#### TRECHO SELECIONADO
----------

A visão convencional sobre a
transferência das investigações sobre Lula para o juiz Sérgio Moro costuma ser
apresentada numa lógica de aparência imbatível. A ideia é simples: depois que o
Senado decidiu afastar Dilma provisoriamente de seu posto, encerrando a
possibilidade de Lula assumir a Casa Civil, não faria o menor sentido manter o
caso sob os cuidados do ministro Teori Zavascki, do Supremo Tribunal Federal, respeitando
uma prerrogativa de foro que só deve ser assegurada a quem ocupa a cadeira de
ministro de Estado. A realidade é um pouco diferente, porém.
Em 2002, três ministros do
governo Fernando Henrique Cardoso -- Pedro Malan, Pedro Parente e José Serra --
receberam prerrogativa de foro no julgamento de dois casos pendentes no
Supremo. O governo Fernando Henrique terminou no ano seguinte. Pela regra
aplicada a Lula, os direitos especiais de Malan, Serra e Parente deveriam
ter-se encerrado nesta data. Não foi o que aconteceu. A prerrogativa dos três
prolongou-se por longos 14 anos. Atravessou os dois mandatos de Lula, o primeiro
mandato de Dilma e só foi encerrar-se em março de 2016. Durante este período,
no qual o PSDB foi derrotado em quatro eleições presidenciais consecutivas, os
três ex-ministros respondiam aos casos RCL 2130m e RCL 2186 como se ainda
fossem titulares de seus respectivos cargos. Encarregado do caso, o ministro
Gilmar Mendes poderia ter revogado as prerrogativas. Não o fez.
Gilmar é um ministro com
reconhecidas simpatias políticas, mas sua postura neste caso tem apoio numa
visão geral que vários juristas respeitam. Acredita-se que o julgamento de réus
em condição politicamente exposta -- como ex-ministros e ex-presidentes --
costume provocar muitas pressões indevidas, a favor ou contra, que um tribunal
de primeira instância pode ter muito mais dificuldade para enfrentar com
serenidade do que uma corte superior. A pergunta aqui consiste em saber por que
este raciocínio, que integra a melhor tradição da defesa de direitos e
garantias individuais, foi aplicado para beneficiar os acusados do PSDB e não
vale para Lula. Afinal, se a sua prerrogativa caducou quando havia se passados
apenas três meses e meio depois que deixou o cargo, a dos três ministros
tucanos sobreviveu por um período 89 vezes mais longo.

----------

#### EXERCÍCIO 1
Indique se cada afirmação concorda com o trecho selecionado sobre a prerrogativa de foro, respondendo sim ou não e citando as palavras decisivas do trecho: (a) Pedro Malan, Pedro Parente e José Serra receberam prerrogativa de foro em 2002. (b) Gilmar Mendes revogou as prerrogativas dos três ex-ministros. (c) A prerrogativa dos três ex-ministros terminou em março de 2016.
#### EXERCÍCIO 2
Responda, por favor, de acordo com o trecho selecionado sobre a prerrogativa de foro: em quantas eleições presidenciais consecutivas o PSDB foi derrotado enquanto durou a prerrogativa dos três ex-ministros?
#### EXERCÍCIO 3
Prossiga com o trecho selecionado sobre a prerrogativa de foro, começando logo após a última frase.

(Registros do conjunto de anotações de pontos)

----------

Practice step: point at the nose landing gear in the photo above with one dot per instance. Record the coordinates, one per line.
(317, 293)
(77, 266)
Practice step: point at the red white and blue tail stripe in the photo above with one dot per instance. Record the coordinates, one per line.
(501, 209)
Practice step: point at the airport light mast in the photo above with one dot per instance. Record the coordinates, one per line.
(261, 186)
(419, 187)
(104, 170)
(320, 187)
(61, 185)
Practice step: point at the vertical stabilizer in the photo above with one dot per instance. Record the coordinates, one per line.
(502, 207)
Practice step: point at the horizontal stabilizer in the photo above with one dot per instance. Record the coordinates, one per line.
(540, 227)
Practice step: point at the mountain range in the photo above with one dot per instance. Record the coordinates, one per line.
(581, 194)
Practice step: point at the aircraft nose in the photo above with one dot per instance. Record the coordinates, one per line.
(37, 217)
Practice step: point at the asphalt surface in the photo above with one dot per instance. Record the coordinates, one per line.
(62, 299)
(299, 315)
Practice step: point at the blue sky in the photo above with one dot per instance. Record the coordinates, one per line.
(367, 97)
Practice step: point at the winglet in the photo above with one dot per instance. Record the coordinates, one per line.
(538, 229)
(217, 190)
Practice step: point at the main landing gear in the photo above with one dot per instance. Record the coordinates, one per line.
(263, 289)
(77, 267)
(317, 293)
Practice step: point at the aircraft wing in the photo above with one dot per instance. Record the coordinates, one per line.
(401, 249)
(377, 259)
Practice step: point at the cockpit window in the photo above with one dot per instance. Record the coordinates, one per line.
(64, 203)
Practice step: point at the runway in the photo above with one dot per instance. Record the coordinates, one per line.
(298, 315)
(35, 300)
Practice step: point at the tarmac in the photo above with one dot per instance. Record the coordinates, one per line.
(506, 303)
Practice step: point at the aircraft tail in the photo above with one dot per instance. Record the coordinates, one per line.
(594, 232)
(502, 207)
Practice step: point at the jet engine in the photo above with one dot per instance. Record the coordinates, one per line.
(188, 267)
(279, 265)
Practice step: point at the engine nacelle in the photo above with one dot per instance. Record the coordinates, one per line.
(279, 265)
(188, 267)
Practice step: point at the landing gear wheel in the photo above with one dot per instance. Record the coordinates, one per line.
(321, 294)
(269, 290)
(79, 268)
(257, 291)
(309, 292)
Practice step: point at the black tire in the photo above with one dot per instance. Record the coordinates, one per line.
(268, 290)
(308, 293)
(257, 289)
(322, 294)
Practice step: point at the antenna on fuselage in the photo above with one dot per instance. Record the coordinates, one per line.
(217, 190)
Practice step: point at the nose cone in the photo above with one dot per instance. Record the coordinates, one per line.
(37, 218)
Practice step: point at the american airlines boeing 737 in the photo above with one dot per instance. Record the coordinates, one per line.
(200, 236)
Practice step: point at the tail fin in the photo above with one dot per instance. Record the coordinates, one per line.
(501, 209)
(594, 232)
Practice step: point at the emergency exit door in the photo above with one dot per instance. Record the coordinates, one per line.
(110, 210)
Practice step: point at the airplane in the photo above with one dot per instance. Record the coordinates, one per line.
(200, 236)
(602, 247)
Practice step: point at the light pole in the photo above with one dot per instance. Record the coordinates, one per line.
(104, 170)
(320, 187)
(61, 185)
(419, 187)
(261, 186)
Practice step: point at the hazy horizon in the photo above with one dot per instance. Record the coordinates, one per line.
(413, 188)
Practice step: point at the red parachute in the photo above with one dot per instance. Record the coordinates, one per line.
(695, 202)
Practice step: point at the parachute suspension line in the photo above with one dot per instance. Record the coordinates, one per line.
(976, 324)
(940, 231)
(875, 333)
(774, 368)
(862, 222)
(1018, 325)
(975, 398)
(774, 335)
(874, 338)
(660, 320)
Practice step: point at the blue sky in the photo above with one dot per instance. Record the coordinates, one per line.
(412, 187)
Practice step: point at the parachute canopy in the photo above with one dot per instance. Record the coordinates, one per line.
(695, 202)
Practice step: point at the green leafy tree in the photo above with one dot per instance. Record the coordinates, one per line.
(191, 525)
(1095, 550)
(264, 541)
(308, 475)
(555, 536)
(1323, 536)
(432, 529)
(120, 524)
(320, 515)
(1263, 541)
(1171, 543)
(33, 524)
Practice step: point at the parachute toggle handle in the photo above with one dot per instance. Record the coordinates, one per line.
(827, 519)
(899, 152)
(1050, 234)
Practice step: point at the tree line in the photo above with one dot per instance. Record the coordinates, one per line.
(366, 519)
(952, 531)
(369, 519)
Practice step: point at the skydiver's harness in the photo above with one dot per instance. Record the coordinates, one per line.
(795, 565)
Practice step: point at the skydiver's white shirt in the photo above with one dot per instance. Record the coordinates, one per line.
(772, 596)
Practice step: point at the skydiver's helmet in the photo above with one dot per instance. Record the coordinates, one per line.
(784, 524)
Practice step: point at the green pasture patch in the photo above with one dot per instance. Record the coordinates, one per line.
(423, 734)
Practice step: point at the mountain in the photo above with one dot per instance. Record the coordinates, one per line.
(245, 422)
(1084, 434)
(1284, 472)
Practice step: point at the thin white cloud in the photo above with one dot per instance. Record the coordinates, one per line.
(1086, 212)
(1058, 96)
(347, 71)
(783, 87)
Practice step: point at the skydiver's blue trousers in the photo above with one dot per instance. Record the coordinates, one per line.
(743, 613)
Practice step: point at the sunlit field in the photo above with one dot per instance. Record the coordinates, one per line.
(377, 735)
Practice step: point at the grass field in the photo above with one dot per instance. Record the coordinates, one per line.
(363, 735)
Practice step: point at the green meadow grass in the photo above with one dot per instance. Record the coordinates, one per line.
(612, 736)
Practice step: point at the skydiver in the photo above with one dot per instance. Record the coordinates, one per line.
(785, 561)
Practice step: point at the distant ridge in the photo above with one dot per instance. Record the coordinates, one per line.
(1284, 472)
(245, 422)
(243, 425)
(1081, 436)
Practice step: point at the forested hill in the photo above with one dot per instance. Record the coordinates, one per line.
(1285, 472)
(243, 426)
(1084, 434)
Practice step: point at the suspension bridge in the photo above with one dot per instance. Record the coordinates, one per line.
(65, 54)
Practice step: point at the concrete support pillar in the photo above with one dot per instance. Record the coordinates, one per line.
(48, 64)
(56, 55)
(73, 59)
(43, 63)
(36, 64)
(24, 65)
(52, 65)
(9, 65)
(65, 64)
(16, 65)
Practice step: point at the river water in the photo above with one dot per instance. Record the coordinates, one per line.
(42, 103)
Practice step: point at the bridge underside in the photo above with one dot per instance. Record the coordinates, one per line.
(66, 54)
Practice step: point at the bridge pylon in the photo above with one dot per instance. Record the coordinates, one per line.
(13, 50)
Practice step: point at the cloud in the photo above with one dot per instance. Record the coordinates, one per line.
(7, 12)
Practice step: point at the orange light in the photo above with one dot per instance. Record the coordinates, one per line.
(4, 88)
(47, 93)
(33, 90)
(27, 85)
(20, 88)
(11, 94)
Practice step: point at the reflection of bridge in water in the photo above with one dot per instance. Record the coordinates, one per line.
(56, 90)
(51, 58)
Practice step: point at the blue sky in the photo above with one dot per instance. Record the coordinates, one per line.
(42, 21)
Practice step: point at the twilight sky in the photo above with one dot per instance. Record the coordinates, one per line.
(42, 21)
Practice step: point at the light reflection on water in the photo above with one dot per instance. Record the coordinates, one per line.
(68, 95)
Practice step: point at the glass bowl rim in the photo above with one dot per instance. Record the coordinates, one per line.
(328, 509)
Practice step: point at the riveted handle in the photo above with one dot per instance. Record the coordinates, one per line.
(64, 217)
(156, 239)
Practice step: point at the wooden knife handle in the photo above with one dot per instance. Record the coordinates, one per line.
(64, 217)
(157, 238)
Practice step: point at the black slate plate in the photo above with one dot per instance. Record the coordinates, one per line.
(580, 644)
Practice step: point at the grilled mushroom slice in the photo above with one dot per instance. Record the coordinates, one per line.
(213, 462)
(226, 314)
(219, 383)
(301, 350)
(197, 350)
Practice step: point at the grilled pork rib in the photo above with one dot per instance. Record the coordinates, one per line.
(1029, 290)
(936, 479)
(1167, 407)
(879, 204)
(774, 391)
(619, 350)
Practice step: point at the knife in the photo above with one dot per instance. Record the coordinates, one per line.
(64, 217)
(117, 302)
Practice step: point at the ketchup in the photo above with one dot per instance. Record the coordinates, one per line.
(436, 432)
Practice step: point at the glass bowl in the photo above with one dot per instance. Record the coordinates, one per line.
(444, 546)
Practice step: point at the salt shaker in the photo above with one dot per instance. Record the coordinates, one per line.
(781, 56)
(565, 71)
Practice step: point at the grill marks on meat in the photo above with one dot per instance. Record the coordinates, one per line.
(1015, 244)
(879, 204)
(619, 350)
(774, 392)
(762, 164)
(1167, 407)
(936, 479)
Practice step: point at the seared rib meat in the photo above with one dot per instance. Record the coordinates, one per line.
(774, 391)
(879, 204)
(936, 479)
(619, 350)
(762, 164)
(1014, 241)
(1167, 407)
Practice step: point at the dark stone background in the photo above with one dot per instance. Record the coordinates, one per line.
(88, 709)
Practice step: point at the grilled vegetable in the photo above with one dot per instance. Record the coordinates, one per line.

----------

#### RESPOSTA ESCRITA 1
(a) Sim: "Em 2002, três ministros do governo Fernando Henrique Cardoso -- Pedro Malan, Pedro Parente e José Serra -- receberam prerrogativa de foro"
(b) Não: "poderia ter revogado as prerrogativas. Não o fez."
(c) Sim: "só foi encerrar-se em março de 2016"

#### RESPOSTA ESCRITA 2
Em quatro eleições presidenciais consecutivas.

#### RESPOSTA ESCRITA 3
Não é preciso montar uma
força-tarefa para descobrir o efeito prático da transferência de Lula para a
Lava Jato de Sérgio Moro. Faz parte de um longo esforço para colocar sua
liderança à margem da luta política, onde tragédias e farsas se sucedem em repetição
infinita.
Não vamos falar da prisão em
1980, quando dirigiu um movimento operário que se tornou um instrumento
poderoso contra a ditadura militar. Nem da campanha de 1989, quando foi vencido numa disputa que nos dias finais
reuniu tortura -- dos sequestradores de um dos maiores empresários brasileiros
-- e suborno -- de uma antiga namorada.
Em 2010, a simples hipótese
de que Lula pudesse tentar mudar as regras eleitorais para disputar um terceiro
mandato -- coisa que ele sempre desmentiu -- foi suficiente para que todas as
iniciativas de seu segundo mandato governo fossem mantidas sob suspeita. No
início de 2014 ocorreram pressões violentas contra o Volta Lula pelos
adversários do governo. E é óbvio que as chances de um retorno em 2018 fazem parte dos cálculos reais para o
afastamento de Dilma sem qualquer prova consistente.
A experiência histórica
ensina que no Brasil de 2016, Lula ocupa um lugar preciso. Enquanto mantiver a
plenitude dos direitos políticos poderá exercer um papel decisivo -- seja no
caso de Dilma vir a recuperar o mandato, seja na hipótese de Michel Temer
garantir sua permanência no Senado. Numa saída favorável a Dilma, terá a tarefa
de auxiliar a reconstruir o governo. Num desfecho favorável ao golpe, será
referência principal de um esforço
destinado a recuperar o Planalto em 2018 e transformar o governo Temer numa
janela lamentável, mas de curta duração.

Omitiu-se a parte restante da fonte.